### Task goal
Could you carry on the essay about flâneuring, picking up after its final sentence?

### Excerpt provided
-- START --

Matt Warren

Flâneuring

A term made popular by the French Poet Beaudelaire has been on my mind for the last month.

Flâneuring is when you take an idle stroll. It’s a practice that that I learned about from reading vagabonding by Rolf Potts. In the world of travel, flâneuring is a way to break out of the tourist traps and find your own adventures.  You just wander until you come across something that peeks your interest and let serendipity play a role in determining your experiences.

The act of flâneuring necessarily requires you to abandon the structure and habits you might have – to give up your schedule and open yourself up to things as they happen.

-- END --

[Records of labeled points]
-- START --

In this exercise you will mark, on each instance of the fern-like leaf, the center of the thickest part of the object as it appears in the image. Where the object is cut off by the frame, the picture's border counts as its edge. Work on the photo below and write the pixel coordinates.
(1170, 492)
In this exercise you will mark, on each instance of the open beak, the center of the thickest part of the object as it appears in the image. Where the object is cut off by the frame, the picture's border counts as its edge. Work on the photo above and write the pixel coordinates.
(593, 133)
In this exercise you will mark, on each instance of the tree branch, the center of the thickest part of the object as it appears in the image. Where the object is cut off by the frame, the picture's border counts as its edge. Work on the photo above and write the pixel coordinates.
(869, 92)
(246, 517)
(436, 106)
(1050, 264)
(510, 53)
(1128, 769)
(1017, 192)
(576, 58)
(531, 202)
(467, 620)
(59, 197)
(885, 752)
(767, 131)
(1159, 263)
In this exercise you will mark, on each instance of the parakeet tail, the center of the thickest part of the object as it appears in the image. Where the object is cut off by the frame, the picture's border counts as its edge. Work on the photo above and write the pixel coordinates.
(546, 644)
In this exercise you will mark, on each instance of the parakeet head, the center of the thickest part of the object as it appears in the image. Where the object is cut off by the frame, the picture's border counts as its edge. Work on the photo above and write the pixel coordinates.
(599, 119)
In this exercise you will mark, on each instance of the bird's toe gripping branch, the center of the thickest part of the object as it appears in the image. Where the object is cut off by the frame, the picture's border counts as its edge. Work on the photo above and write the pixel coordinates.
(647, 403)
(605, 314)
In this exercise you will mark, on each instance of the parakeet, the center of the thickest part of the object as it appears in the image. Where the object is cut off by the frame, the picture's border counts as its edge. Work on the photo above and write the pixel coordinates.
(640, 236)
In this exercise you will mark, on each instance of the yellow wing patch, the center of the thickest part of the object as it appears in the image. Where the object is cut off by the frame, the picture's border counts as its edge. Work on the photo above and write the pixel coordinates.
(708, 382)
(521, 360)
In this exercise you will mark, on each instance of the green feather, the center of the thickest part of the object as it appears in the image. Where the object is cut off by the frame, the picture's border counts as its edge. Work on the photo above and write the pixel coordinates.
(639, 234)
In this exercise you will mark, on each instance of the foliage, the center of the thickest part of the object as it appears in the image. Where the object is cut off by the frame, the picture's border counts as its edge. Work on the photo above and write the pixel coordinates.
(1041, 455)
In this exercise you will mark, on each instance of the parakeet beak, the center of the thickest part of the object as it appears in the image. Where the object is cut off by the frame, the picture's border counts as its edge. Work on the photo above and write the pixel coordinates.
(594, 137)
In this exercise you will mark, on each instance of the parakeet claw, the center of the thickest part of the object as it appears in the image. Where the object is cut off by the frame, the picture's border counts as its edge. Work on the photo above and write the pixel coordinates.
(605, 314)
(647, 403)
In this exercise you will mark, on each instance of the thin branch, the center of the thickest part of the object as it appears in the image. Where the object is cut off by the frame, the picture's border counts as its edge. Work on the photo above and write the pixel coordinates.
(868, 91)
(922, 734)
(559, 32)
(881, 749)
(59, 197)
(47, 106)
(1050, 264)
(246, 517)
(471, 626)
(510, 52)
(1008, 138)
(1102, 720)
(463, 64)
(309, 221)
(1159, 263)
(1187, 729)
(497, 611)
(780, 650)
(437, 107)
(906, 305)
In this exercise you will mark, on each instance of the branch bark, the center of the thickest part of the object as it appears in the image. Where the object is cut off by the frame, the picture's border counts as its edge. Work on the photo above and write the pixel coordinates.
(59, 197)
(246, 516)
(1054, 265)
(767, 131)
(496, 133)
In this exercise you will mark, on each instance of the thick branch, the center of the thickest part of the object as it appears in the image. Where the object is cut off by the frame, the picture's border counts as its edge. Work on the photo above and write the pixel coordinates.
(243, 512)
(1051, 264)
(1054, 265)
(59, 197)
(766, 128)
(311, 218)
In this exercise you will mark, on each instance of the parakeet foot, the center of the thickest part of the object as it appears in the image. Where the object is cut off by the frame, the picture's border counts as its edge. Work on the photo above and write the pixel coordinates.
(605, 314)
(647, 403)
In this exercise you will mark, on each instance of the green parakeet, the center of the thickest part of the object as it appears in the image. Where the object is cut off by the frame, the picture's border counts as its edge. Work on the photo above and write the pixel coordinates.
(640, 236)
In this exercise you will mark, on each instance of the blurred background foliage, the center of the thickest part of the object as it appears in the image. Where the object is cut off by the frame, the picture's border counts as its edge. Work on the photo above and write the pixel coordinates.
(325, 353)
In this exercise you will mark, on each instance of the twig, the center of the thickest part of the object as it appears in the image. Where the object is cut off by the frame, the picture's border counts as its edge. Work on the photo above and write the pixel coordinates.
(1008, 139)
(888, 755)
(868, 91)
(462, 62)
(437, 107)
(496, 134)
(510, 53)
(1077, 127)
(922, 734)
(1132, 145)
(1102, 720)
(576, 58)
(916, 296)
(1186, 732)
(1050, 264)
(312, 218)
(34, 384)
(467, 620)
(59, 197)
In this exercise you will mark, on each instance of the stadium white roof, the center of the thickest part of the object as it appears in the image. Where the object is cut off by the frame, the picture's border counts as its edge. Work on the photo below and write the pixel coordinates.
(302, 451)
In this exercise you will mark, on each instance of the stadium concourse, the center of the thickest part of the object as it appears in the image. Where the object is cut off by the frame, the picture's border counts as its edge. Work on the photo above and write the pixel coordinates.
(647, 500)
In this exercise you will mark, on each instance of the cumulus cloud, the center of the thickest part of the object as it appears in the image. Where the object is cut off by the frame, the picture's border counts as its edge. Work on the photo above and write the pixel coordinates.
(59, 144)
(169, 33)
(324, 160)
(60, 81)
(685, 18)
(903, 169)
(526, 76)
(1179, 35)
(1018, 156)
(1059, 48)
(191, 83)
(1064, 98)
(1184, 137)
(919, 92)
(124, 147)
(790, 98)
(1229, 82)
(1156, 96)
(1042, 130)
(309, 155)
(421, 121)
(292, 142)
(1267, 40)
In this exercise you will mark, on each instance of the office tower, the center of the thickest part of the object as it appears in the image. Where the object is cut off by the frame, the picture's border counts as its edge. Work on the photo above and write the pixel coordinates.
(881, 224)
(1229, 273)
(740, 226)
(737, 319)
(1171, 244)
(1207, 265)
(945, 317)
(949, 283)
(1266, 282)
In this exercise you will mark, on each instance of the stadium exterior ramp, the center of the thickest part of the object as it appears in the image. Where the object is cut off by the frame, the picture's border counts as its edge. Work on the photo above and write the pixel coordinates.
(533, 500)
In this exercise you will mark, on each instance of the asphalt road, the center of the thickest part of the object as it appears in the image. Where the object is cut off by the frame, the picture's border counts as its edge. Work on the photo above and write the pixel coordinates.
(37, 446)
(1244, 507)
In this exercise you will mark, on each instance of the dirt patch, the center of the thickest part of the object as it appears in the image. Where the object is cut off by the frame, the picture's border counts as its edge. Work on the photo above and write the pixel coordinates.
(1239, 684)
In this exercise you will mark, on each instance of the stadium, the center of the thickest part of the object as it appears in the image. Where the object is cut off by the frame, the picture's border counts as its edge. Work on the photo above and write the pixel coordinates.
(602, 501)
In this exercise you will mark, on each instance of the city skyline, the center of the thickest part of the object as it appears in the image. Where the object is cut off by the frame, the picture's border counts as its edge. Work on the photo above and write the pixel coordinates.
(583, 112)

-- END --

### Exercise output
Even when not being a tourist, flâneuring can be a positive and eye opening experience in your own city.  A random stroll through unfamiliar streets gives you the chance to discover new restaurants, shops, paths and people.  It is all too common to for people to live in a place and never see it.  You get stuck in a routine for the regular route to work and the shops you frequent.  It seems odd but there are many native New Yorkers that have never been to the Statue of Liberty, but when things are so close it can be easy to take them for granted.

More broadly, the spirit of flâneuring is that of discovery and exploration – something that seems so natural to us as kids.  Everything is new when you are young.  The older and wiser we get the more we need to go out of the way to encounter new things.  New things drive personal growth and make life interesting.

Go flâneur!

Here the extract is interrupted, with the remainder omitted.